Select every line containing the word "ocean" from the material, and copy those lines.

- **The data**:
▼

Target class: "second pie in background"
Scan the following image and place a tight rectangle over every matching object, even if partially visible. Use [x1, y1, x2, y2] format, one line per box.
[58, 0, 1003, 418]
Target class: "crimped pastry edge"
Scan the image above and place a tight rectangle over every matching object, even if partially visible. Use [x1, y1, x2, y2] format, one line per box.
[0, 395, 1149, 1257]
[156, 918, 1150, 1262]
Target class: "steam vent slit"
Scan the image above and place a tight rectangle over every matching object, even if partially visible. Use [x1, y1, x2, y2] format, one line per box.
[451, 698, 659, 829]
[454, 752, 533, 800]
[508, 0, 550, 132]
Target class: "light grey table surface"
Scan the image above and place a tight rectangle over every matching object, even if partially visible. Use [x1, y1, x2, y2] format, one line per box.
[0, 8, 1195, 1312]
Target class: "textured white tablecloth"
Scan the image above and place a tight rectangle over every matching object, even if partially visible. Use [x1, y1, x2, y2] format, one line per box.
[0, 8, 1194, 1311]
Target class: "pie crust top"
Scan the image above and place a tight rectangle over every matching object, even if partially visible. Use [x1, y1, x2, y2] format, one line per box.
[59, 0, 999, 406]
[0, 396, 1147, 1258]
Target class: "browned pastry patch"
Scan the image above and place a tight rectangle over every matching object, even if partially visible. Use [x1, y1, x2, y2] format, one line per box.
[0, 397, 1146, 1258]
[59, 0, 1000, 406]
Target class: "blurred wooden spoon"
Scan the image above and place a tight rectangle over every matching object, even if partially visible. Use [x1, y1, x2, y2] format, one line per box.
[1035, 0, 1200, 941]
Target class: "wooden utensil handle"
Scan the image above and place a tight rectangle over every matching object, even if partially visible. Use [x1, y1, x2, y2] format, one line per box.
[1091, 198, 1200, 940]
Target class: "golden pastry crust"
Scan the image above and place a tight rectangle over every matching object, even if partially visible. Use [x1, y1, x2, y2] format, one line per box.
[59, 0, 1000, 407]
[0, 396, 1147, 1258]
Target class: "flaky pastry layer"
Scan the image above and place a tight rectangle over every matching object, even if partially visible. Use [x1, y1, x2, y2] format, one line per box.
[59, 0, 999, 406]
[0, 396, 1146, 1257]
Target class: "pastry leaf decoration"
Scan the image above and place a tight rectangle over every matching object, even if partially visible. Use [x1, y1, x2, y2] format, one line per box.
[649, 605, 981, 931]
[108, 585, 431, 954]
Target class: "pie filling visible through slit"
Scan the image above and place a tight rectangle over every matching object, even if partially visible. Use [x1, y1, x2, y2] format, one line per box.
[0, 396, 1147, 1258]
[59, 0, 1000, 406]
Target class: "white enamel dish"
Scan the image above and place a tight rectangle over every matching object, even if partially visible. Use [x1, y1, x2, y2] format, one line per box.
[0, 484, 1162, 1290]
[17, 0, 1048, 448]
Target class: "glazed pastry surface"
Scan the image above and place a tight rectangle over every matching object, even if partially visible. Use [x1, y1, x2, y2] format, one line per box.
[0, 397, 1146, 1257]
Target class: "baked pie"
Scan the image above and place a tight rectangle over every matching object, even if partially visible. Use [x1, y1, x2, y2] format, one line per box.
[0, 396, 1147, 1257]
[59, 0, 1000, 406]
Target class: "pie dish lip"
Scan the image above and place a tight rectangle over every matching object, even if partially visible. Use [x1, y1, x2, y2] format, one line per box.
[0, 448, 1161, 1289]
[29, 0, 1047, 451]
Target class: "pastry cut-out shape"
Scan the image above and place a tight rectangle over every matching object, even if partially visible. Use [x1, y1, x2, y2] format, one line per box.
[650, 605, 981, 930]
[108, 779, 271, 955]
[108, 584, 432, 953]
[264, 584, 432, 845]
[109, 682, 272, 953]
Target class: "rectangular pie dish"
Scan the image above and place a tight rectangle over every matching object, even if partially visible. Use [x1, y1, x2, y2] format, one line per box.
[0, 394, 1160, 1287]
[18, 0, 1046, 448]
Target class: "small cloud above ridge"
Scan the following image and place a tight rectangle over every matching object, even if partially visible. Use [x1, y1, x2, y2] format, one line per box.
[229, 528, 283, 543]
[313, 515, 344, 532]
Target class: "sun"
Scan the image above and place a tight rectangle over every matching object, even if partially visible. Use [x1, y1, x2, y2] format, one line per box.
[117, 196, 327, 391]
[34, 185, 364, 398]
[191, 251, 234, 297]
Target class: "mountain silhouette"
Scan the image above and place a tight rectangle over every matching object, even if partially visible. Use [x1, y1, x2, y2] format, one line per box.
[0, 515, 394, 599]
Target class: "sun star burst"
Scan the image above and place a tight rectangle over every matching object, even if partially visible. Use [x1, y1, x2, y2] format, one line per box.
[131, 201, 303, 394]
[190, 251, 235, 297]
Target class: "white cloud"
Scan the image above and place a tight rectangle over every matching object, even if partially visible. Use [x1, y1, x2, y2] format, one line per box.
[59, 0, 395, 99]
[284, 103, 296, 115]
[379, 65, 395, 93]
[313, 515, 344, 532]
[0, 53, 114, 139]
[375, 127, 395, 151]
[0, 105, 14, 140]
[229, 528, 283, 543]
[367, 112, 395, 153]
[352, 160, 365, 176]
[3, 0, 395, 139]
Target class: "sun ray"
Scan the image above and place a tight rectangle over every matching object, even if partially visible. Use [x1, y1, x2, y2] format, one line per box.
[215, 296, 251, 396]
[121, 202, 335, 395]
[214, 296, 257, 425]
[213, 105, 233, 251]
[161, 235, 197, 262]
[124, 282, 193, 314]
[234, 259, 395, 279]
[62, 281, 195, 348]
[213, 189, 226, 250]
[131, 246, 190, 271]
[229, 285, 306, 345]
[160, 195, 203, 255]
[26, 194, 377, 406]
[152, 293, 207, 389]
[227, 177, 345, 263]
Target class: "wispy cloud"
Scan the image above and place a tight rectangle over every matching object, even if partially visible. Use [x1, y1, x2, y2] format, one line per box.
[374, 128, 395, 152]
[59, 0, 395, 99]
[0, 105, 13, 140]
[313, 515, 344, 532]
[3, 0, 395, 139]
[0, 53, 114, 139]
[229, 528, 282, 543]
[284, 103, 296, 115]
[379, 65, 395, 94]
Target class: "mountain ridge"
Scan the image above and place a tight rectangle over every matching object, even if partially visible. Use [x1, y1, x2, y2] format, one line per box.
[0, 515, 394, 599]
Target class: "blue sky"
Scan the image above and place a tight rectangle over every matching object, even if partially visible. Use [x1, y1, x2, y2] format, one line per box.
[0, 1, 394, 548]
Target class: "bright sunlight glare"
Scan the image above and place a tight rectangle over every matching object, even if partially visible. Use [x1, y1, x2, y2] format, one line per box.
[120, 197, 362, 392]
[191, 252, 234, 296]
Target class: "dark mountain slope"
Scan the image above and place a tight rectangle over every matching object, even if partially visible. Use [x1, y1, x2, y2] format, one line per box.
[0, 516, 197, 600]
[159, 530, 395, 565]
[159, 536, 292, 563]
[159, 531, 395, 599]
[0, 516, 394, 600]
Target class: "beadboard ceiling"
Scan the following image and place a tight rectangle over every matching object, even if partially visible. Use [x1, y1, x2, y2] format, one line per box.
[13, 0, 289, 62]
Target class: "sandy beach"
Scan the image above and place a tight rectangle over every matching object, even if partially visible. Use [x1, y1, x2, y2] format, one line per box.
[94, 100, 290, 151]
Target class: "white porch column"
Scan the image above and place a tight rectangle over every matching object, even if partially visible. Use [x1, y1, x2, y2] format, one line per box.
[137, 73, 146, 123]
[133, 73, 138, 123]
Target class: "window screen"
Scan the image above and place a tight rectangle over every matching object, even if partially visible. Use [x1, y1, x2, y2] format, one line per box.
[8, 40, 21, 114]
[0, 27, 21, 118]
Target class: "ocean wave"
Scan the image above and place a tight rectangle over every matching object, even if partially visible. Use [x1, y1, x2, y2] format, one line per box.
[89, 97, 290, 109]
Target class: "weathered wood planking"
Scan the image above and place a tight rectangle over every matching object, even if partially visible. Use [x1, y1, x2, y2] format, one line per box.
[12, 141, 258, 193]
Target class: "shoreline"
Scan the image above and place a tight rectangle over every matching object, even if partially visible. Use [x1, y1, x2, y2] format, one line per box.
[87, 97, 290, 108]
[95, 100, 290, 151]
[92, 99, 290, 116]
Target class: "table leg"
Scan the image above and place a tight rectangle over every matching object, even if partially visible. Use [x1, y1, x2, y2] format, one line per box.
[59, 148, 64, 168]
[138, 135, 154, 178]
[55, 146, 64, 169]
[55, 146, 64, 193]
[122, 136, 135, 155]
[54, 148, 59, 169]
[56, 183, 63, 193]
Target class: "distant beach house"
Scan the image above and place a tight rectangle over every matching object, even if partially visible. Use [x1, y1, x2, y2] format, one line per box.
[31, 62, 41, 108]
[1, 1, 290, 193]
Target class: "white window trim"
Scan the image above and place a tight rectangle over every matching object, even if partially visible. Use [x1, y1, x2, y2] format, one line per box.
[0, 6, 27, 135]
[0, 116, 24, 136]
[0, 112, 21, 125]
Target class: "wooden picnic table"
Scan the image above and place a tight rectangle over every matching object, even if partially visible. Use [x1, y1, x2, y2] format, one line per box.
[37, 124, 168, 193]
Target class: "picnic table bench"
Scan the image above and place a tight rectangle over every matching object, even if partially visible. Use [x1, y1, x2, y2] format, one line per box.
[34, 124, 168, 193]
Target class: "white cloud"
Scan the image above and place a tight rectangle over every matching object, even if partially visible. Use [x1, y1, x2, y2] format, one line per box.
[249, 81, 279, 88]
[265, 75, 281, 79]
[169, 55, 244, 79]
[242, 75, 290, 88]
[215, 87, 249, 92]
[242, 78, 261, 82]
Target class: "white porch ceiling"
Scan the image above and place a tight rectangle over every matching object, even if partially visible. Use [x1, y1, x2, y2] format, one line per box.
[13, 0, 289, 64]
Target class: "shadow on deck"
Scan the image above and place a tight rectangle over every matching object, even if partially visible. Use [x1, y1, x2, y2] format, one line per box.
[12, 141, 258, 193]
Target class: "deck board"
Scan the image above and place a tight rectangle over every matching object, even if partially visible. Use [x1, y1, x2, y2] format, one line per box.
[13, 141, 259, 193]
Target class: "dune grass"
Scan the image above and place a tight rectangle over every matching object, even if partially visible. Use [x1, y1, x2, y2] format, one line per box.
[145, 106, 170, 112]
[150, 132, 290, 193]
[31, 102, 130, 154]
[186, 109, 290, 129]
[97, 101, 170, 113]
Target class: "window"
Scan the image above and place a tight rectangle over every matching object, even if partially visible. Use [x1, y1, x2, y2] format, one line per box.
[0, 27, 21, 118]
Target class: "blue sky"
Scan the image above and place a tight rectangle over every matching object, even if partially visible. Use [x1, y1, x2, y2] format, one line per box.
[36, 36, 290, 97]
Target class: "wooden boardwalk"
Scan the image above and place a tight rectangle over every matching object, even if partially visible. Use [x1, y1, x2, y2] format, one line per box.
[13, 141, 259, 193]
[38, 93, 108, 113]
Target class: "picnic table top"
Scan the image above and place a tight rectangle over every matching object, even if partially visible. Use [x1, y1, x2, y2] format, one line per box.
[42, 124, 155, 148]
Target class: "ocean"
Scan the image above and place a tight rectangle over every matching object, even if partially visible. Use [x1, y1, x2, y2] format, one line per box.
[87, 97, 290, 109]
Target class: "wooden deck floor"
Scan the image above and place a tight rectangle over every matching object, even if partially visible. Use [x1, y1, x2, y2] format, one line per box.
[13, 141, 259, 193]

▲

- **Task answer**:
Target class: "ocean wave"
Target class: "ocean"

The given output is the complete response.